Problem to work on: Please find how many lines of the data contain the string "clicks", and respond with that number only.

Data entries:
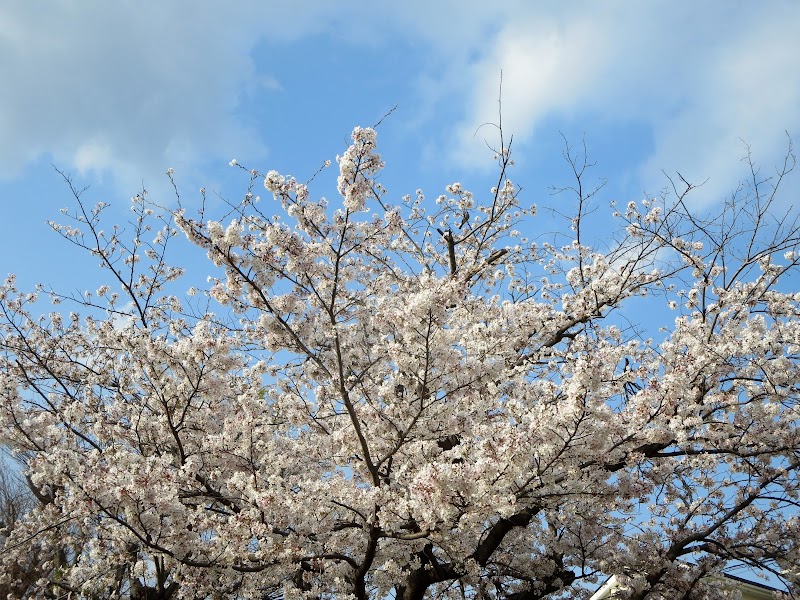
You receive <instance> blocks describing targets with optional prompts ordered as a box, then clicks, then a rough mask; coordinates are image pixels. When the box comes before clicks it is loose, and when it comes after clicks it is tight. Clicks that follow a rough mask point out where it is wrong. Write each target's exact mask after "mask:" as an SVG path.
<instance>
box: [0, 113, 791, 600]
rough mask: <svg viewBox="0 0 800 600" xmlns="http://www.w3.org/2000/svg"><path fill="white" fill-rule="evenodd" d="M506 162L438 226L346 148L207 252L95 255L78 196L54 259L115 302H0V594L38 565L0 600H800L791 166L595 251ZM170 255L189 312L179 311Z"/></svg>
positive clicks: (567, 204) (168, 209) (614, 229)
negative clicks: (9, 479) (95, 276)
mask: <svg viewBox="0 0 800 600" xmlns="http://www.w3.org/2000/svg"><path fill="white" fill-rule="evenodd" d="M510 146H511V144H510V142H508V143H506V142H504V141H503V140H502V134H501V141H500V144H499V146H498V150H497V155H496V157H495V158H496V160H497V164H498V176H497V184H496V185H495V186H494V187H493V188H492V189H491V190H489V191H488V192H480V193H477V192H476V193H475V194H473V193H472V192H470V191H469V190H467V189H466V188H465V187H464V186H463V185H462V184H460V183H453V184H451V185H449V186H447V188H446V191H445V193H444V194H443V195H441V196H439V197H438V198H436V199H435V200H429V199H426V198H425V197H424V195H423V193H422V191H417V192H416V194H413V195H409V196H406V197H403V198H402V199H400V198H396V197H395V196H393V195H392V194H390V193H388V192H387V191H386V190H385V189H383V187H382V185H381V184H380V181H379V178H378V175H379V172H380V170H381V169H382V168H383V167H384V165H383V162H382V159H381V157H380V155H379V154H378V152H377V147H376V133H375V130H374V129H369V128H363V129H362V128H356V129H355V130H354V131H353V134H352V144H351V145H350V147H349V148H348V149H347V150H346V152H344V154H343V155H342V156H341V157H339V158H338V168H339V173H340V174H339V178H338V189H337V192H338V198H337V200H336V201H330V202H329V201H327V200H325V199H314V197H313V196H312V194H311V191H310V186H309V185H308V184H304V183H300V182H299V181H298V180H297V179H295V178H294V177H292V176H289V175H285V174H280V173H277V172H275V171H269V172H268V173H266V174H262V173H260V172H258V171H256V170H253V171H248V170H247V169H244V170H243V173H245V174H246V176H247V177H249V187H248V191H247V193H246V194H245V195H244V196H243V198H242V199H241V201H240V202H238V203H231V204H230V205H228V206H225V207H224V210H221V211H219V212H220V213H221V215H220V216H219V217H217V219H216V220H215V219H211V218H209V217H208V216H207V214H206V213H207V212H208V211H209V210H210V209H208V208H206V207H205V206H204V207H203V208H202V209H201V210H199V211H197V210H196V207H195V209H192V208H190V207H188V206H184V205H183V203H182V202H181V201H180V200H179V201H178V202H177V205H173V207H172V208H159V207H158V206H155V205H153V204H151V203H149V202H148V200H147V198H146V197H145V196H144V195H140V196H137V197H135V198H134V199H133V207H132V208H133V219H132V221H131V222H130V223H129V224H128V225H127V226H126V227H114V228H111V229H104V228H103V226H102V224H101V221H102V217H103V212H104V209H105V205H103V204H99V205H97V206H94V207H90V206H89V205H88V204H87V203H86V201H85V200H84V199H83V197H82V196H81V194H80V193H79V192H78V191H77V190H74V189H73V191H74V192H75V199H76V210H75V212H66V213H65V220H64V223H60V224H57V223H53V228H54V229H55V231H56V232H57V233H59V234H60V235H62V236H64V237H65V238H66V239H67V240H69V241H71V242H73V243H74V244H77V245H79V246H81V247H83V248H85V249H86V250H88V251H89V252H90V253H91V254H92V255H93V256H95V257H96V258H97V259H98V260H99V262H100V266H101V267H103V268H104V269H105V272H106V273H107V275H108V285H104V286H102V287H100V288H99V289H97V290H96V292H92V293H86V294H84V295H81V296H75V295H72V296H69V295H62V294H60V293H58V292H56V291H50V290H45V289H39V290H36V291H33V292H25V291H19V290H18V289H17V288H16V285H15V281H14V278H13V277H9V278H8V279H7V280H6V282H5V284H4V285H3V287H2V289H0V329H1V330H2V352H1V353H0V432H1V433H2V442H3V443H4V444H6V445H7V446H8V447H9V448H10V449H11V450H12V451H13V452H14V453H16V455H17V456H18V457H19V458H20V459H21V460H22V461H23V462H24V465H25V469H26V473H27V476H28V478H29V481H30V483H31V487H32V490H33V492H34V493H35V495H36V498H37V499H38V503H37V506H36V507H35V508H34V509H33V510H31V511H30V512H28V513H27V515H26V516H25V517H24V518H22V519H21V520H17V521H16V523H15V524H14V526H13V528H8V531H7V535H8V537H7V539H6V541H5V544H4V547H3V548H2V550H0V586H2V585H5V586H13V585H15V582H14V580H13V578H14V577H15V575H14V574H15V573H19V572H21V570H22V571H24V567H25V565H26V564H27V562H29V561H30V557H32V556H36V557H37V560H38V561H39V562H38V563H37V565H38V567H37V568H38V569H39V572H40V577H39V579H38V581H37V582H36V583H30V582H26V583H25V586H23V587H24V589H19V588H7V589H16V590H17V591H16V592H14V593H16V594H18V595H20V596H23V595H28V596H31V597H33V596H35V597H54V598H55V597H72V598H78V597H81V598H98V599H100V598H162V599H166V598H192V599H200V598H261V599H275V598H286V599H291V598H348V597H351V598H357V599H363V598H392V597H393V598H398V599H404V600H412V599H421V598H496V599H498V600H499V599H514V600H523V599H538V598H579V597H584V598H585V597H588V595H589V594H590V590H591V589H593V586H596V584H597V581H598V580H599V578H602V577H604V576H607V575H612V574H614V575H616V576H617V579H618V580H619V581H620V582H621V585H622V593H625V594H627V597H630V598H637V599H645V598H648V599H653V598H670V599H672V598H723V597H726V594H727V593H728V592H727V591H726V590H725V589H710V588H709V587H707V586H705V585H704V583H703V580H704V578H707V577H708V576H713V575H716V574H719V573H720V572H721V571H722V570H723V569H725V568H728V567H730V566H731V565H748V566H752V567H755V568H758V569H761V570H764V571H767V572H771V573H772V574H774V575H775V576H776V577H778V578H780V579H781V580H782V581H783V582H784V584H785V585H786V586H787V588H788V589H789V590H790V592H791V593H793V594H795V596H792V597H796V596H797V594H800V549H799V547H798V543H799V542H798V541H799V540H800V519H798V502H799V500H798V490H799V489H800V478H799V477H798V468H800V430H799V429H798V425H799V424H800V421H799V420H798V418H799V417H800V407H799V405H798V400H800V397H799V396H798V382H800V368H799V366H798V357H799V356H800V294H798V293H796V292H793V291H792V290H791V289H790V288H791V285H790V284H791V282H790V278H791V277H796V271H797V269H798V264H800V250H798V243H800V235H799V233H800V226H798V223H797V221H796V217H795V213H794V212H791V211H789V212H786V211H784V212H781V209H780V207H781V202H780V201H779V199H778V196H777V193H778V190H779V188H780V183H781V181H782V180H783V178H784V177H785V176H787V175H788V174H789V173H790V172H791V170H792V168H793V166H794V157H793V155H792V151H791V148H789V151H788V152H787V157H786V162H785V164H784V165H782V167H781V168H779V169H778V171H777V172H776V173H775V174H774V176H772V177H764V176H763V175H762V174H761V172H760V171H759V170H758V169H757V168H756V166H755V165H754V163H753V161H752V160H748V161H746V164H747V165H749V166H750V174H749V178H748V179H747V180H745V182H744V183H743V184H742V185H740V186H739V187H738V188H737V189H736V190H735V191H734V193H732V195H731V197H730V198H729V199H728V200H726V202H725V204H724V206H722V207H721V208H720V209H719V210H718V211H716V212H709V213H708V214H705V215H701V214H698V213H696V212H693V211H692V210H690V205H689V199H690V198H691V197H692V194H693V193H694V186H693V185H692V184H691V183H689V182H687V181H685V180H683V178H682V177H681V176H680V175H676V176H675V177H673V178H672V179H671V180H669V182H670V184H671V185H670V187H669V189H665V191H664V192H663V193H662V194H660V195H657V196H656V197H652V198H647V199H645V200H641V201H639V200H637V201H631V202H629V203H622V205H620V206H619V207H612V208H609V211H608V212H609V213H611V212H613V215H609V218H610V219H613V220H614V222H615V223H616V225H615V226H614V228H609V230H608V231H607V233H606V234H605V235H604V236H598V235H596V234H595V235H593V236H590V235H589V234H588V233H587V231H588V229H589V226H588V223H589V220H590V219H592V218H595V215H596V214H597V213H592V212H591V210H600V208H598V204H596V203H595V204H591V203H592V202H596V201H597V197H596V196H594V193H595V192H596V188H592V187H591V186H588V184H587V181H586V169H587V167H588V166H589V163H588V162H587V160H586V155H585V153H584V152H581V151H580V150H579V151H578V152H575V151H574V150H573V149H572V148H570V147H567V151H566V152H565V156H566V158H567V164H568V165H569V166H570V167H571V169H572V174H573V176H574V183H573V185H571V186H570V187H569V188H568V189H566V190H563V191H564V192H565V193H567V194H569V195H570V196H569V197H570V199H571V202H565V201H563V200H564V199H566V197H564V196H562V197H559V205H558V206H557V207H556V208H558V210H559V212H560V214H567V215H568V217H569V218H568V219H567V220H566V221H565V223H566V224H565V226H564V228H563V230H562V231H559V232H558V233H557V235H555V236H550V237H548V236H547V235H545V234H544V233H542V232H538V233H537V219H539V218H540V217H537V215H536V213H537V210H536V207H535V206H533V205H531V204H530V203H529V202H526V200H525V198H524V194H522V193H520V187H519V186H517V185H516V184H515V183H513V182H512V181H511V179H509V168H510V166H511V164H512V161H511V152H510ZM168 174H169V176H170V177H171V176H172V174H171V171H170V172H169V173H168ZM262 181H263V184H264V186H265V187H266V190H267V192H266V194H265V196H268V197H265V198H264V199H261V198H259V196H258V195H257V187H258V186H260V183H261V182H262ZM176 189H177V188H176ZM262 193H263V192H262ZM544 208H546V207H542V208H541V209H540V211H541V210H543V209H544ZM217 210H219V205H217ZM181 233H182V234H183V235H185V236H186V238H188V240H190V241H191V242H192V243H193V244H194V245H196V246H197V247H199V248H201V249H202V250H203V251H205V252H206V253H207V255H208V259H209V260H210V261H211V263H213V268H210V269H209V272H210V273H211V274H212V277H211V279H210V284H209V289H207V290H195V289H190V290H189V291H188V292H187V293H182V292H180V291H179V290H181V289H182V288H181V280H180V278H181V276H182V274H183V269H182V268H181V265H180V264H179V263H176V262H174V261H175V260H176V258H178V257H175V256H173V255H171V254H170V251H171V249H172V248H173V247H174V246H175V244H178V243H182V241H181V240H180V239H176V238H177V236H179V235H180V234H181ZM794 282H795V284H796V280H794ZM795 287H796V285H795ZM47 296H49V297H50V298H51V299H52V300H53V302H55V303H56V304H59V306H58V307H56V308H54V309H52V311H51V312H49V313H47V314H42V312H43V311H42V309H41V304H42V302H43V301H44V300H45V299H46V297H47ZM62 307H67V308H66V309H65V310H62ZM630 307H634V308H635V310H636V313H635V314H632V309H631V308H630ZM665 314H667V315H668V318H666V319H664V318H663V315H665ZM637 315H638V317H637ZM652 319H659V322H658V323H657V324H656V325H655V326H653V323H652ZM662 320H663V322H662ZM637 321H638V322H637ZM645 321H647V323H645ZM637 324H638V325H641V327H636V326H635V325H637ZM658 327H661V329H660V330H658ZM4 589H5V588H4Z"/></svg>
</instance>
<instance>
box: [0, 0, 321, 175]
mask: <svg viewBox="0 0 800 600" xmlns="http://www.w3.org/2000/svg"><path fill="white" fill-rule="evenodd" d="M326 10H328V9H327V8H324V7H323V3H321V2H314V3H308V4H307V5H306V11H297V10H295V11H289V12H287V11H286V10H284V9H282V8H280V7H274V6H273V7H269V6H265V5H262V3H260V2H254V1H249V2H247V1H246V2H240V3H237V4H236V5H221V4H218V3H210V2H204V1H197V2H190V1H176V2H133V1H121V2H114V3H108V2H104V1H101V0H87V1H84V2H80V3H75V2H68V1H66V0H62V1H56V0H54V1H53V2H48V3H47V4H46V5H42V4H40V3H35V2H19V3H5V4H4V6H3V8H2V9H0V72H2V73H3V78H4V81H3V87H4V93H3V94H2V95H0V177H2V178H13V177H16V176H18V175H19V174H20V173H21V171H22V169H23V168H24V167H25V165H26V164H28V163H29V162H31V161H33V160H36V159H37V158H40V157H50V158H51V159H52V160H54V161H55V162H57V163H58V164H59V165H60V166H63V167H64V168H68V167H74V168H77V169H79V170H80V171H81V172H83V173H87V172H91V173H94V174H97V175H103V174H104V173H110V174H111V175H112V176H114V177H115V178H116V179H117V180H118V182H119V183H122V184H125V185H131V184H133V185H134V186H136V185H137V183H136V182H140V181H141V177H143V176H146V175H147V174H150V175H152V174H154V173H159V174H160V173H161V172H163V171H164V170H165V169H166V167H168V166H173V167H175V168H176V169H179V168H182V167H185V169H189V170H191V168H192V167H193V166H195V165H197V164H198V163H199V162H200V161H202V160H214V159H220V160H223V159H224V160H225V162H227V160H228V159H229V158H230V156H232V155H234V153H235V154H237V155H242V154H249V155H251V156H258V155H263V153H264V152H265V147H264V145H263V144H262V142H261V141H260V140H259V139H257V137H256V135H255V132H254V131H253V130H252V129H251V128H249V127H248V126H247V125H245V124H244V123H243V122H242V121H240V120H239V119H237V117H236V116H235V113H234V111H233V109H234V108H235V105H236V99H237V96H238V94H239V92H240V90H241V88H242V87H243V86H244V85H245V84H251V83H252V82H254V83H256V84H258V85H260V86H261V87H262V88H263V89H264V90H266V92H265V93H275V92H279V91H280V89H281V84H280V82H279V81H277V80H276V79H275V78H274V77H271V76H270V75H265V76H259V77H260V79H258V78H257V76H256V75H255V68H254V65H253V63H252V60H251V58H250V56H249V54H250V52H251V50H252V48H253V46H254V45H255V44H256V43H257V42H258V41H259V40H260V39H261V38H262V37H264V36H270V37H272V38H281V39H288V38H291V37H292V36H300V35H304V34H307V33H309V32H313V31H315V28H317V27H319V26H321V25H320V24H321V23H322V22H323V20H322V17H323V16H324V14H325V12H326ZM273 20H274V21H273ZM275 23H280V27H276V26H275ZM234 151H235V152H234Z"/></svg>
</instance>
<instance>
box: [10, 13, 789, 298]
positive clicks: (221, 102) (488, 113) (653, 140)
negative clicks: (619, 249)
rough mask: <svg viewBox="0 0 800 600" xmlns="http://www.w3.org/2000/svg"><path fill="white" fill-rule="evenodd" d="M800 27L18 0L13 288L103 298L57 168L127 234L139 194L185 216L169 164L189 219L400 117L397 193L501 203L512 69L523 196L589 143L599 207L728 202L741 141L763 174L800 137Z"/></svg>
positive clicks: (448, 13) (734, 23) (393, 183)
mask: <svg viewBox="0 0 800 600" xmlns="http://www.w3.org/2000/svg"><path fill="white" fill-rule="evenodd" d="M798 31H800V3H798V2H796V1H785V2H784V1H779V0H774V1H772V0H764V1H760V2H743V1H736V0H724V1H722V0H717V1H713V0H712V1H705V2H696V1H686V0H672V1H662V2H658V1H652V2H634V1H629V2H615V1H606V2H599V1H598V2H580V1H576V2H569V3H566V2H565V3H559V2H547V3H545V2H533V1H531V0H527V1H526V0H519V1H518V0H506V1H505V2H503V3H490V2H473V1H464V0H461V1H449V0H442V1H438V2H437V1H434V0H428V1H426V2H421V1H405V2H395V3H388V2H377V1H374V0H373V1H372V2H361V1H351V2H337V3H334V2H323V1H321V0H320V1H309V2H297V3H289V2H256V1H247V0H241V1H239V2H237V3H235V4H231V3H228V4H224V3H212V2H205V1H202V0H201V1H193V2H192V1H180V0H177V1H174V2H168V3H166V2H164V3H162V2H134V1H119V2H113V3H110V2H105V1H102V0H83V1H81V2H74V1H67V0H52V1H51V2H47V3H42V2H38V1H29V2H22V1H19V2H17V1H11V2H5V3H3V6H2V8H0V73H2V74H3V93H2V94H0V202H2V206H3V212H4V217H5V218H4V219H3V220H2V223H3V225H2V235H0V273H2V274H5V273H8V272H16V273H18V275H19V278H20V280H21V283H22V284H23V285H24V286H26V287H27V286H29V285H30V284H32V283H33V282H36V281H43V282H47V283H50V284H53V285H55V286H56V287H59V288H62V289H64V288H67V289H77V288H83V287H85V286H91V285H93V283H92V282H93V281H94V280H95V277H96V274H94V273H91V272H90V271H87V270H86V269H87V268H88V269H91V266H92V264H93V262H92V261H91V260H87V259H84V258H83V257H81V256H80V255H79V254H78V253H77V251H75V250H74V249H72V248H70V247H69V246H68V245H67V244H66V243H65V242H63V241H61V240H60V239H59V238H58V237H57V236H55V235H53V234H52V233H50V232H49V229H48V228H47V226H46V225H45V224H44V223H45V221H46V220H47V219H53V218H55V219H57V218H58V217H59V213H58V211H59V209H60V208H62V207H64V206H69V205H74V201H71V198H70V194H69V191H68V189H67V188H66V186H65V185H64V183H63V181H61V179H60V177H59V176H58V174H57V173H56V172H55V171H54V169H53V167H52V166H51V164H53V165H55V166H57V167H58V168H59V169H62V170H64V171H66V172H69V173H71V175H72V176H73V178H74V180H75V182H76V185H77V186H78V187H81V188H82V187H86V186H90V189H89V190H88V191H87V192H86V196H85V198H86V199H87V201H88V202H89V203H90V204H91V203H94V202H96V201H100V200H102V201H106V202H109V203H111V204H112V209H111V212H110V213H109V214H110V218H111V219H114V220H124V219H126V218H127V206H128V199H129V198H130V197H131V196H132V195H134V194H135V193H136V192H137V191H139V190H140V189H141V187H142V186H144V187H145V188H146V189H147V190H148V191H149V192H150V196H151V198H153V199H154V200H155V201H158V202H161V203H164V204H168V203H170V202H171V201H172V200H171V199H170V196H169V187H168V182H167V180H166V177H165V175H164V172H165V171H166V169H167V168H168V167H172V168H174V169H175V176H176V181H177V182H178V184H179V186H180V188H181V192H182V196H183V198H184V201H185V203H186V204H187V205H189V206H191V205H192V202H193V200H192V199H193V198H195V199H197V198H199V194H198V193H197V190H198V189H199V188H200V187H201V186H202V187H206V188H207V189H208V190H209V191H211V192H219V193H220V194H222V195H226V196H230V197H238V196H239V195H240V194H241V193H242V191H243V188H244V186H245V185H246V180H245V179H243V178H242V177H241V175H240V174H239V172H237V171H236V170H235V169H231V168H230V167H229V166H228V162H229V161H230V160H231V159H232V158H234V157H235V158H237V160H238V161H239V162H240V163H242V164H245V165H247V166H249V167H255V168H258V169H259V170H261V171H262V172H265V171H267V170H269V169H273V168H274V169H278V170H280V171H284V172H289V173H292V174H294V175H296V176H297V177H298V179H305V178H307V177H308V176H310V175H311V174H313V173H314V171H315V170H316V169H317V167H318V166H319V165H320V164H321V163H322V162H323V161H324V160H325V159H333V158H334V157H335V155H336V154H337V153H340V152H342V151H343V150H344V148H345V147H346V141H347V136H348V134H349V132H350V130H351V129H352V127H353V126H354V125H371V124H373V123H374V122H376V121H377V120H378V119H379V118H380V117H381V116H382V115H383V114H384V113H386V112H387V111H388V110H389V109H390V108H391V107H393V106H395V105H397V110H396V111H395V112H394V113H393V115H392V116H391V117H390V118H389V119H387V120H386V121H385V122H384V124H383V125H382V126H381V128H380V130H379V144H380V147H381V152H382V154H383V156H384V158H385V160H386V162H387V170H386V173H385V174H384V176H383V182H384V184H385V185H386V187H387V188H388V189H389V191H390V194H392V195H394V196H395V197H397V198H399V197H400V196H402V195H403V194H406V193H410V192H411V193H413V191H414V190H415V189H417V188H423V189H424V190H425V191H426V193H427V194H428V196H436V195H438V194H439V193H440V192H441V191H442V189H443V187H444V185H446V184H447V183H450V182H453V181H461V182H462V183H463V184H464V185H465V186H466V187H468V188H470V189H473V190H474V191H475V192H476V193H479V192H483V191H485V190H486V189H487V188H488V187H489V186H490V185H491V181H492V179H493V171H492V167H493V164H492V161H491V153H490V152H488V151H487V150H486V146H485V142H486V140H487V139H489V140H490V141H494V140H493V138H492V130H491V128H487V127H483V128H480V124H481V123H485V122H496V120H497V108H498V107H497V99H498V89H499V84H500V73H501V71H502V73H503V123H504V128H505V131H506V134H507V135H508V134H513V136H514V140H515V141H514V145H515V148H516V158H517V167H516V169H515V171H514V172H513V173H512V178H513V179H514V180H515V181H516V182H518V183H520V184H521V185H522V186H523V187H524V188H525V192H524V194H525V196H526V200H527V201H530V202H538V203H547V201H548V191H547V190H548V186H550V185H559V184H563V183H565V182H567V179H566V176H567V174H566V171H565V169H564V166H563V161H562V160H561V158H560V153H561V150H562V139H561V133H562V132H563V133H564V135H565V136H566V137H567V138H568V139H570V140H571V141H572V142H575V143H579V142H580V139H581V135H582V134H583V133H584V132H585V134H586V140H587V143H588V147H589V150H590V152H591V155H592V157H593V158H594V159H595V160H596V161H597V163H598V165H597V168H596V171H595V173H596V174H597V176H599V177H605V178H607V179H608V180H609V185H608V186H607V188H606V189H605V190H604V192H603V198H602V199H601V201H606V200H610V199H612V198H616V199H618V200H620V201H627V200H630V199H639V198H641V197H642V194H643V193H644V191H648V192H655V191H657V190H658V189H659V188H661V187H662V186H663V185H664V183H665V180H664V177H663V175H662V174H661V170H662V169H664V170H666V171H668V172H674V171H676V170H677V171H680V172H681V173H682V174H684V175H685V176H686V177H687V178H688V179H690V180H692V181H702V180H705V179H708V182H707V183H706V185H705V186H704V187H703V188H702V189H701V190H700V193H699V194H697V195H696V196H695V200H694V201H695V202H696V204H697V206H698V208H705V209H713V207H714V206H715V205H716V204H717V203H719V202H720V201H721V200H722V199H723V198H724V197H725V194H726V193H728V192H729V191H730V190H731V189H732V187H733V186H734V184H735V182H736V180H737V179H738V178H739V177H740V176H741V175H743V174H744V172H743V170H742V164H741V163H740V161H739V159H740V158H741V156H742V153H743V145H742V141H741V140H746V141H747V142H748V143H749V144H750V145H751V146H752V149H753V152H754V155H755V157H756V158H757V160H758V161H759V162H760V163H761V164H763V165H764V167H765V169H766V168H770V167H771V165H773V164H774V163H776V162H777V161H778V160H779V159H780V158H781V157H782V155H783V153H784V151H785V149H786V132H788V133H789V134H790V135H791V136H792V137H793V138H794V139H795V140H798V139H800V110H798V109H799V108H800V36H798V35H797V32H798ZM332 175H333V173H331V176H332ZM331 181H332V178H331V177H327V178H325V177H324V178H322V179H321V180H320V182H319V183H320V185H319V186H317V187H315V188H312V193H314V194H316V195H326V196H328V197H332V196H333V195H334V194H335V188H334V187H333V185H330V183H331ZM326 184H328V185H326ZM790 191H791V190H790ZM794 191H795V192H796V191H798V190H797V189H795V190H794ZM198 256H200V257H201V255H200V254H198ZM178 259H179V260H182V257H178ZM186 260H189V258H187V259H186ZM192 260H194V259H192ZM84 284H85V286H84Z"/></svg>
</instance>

Answer to this problem: 6